**Stored records**:
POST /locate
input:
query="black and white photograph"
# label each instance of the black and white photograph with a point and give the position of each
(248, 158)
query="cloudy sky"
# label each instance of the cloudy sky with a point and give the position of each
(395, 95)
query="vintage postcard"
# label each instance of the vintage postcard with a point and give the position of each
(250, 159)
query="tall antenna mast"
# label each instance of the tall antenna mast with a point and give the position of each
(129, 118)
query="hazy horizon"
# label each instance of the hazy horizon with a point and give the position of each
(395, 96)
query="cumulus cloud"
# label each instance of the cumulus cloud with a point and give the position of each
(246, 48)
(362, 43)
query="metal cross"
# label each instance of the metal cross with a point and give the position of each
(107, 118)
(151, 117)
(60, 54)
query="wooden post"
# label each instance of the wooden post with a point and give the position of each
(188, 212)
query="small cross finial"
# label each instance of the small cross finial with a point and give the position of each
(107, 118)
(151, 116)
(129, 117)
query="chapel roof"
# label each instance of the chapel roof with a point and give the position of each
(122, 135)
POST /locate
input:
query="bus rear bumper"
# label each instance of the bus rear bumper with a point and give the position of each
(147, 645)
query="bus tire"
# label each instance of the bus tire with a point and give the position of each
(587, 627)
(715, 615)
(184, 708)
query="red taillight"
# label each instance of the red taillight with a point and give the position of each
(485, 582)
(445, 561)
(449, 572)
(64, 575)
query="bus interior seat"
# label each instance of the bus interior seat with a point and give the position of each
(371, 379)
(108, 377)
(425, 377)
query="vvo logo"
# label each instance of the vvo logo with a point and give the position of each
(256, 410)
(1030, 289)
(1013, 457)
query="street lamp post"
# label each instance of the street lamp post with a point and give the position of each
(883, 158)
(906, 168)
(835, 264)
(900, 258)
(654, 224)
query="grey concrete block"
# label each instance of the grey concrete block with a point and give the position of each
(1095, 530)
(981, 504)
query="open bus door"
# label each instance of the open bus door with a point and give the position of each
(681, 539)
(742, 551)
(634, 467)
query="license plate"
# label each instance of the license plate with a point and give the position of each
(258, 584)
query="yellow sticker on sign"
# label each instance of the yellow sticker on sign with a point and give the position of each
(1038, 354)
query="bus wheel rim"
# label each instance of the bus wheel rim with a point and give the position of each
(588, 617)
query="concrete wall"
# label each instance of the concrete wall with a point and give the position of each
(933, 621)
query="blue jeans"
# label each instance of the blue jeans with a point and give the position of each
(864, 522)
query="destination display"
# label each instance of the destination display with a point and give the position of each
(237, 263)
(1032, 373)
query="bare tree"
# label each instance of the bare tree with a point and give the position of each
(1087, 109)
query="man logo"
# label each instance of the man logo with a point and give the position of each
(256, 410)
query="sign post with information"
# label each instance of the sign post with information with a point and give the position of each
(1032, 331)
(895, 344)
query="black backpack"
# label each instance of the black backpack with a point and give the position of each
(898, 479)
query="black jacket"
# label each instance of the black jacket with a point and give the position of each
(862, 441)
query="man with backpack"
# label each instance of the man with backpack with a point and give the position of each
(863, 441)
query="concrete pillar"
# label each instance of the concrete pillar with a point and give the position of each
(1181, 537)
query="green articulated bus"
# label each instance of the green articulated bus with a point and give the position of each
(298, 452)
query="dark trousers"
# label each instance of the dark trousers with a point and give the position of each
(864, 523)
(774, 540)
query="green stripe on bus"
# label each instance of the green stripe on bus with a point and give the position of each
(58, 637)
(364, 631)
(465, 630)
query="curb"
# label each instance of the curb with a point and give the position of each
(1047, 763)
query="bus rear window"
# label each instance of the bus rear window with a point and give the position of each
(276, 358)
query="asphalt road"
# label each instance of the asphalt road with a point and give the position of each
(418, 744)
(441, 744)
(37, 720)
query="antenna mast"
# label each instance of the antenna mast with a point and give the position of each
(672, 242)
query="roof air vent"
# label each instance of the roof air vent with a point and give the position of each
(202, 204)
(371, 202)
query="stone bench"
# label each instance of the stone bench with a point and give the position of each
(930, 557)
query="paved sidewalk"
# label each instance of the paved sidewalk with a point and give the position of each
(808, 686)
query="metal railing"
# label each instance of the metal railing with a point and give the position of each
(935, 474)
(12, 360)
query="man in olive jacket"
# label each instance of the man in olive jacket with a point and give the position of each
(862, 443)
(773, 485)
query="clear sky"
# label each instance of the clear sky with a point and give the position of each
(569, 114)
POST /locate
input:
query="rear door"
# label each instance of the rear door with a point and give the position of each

**Task prompt**:
Please repeat the material above, word for word and in full.

**Exercise solution**:
POST /locate
input:
query="black and white photograph"
# label each instance of the black and white photograph with a point and give the position of each
(248, 158)
query="cloudy sky"
# label each instance of the cloudy sky with a point and give the position of each
(395, 95)
query="vintage postcard"
# label each instance of the vintage postcard with a point and give the position of each
(250, 159)
query="tall antenna mast"
# label each instance of the tall antenna mast with a point and give the position of each
(129, 118)
query="hazy horizon"
# label each instance of the hazy horizon with a point and give the position of each
(395, 96)
query="cumulus cloud"
# label each instance of the cumulus cloud with a point and give the position of each
(246, 48)
(362, 43)
query="metal cross"
# label each instance of the metal cross with a point and give the position of each
(107, 118)
(151, 117)
(60, 54)
query="wooden post"
# label each instance of the wooden post with a point and give the position of each
(188, 212)
query="small cross finial"
# label each instance of the small cross finial with a point and give the position of each
(107, 118)
(151, 116)
(129, 117)
query="chapel roof"
# label each instance of the chapel roof with a point and give the position of each
(122, 135)
POST /locate
input:
query="bus rear bumper"
# label each instance of the bus rear bumper with a point and give the position of each
(147, 645)
query="bus tire"
# label each instance of the bus tire with a point and give the position of each
(587, 627)
(715, 615)
(184, 708)
query="red taillight"
# label each instance of the red taillight with a point and give the position of each
(485, 582)
(445, 561)
(449, 572)
(64, 575)
query="bus interior seat"
# label each instance of the bus interior seat with a point and give the position of each
(371, 379)
(108, 377)
(425, 377)
query="vvo logo"
# label each instance of the vvo logo with a point and give the position of each
(256, 410)
(1030, 289)
(1013, 457)
query="street lamp post"
# label each instance of the street lamp post with a point and give the position of each
(883, 158)
(906, 168)
(835, 264)
(900, 258)
(654, 224)
query="grey concrete block"
# label each instance of the grey concrete block with a point and give the position of each
(1095, 530)
(981, 504)
query="open bus door"
# label each instance of the open bus door with a point and give the position of each
(681, 539)
(742, 551)
(634, 467)
query="license plate"
# label each instance of the license plate with a point and give the position of each
(258, 584)
query="yellow sticker on sign"
# label each instance of the yellow sticker on sign with a point and give the position of each
(1038, 354)
query="bus wheel rim"
# label each instance of the bus wheel rim with a point and give the position of each
(588, 617)
query="concrete wall"
# label each instance of the concrete wall with a point and give the position of each
(933, 621)
query="blue jeans"
# label each instance of the blue jeans with a point and give the position of each
(864, 522)
query="destination display"
# label each instance of the destination display with a point and give the position of each
(237, 263)
(1032, 373)
query="bare tree"
# label each instance of the bare tree with a point and give the position of each
(1087, 109)
query="man logo"
# label each instance of the man logo with a point and give the position of each
(256, 410)
query="sign post with information"
# label each instance of the sign post with information with a point and give the position of each
(1032, 331)
(895, 344)
query="black backpack"
# label each instance of the black backpack with a point and give the position of each
(898, 479)
query="black jacket"
# label each instance of the black jacket with a point and give the position of each
(862, 441)
query="man with backpack"
# label each instance of the man with backpack with a point and give the position of each
(863, 441)
query="concrete pillar"
# label each instance of the concrete pillar with a point and give the position of each
(1181, 537)
query="green articulated bus"
# label each instance of the green articulated bus with a point and give the position of each
(298, 452)
query="dark trousers"
# label each instance of the dark trousers with a point and give the position of each
(864, 523)
(774, 540)
query="green stripe on bus"
# label each instance of the green stripe on bus with a point and give the position of each
(58, 637)
(364, 631)
(465, 630)
query="curb"
# label each instance of the curb with a point and give the position of each
(1047, 763)
query="bus rear window"
# label each instance of the bus rear window with a point and give the position of each
(276, 358)
query="asphalt road"
# label each instance of the asphalt road with a point and give the position of each
(418, 744)
(441, 744)
(37, 720)
query="antenna mast"
# label each instance of the antenna mast with a point and give the position of each
(672, 242)
query="roof air vent"
# label each instance of the roof air vent with a point and give the position of each
(202, 204)
(371, 202)
query="stone bench"
# label each instance of the stone bench with a point and give the position of each
(930, 557)
query="paved sidewalk"
# label each instance of the paved sidewalk with a point and give the position of each
(808, 686)
query="metal railing"
# label each instance of the metal railing with a point and give the position of each
(935, 474)
(12, 360)
query="man in olive jacket"
# label each instance of the man in olive jacket with a point and give the position of each
(862, 443)
(773, 485)
query="clear sky"
# label each instance of the clear sky with a point and give the position of each
(569, 114)
POST /locate
input:
query="rear door"
# label each instance of the rear door with a point and give the position of each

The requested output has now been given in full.